**To do:**
Set out every line of the rows below as a Markdown table with the columns No. and Line, numbering the lines in order and skipping blank ones. Leave the pictures out of the table.

━━━ Given data

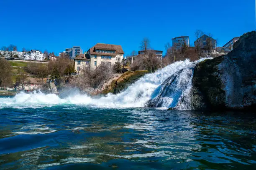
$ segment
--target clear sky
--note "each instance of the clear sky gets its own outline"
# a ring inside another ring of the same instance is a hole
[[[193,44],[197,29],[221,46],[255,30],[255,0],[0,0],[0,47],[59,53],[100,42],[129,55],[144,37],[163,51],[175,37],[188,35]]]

━━━━━━

**Result of the task:**
| No. | Line |
|---|---|
| 1 | $ segment |
| 2 | --target clear sky |
| 3 | --note "each instance of the clear sky gets its own outline" |
| 4 | # a ring inside another ring of the same instance is a hole |
| 5 | [[[193,44],[197,29],[221,46],[255,30],[255,0],[0,0],[0,47],[59,53],[100,42],[129,55],[144,37],[163,51],[175,37],[188,35]]] |